→ **EXERCISE INSTRUCTIONS**
Work out how many lines of the listing below hold the word "green", and give that number only.

→ **RECORDS SHOWN**

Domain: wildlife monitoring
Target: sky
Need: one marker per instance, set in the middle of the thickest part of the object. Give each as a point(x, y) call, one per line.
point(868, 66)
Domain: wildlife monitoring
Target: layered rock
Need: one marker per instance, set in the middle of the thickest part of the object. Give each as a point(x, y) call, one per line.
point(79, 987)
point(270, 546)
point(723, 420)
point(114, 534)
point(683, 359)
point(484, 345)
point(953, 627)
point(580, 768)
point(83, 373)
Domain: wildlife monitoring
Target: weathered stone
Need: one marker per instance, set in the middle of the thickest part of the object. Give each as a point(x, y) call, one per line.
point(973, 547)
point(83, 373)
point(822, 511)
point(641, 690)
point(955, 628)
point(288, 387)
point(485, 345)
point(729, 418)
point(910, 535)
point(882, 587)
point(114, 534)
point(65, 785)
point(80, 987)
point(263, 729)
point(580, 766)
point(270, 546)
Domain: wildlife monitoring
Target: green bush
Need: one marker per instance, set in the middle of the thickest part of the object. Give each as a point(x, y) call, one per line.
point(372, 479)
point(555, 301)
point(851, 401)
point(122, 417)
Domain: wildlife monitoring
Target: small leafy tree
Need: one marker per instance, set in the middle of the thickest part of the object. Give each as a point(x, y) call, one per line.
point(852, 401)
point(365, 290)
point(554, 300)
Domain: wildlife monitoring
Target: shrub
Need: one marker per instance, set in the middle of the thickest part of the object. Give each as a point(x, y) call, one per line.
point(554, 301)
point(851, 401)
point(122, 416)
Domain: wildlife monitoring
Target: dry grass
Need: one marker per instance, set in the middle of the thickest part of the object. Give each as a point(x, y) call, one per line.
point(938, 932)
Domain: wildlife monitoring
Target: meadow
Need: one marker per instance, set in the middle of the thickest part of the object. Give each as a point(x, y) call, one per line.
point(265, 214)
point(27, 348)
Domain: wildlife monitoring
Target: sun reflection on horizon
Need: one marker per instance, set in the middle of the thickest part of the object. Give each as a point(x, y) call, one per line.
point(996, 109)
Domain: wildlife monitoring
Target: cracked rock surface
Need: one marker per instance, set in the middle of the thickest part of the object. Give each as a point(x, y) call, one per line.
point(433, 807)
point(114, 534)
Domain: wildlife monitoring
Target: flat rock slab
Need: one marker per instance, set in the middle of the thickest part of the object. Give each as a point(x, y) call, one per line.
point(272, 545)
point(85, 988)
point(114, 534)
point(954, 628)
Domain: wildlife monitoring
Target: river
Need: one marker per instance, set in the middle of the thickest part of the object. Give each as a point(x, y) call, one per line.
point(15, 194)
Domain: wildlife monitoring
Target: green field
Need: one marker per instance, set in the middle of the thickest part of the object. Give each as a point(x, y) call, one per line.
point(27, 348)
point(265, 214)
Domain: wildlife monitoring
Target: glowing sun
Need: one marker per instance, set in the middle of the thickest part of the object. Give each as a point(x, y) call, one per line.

→ **OUTPUT FOR THIS TASK**
2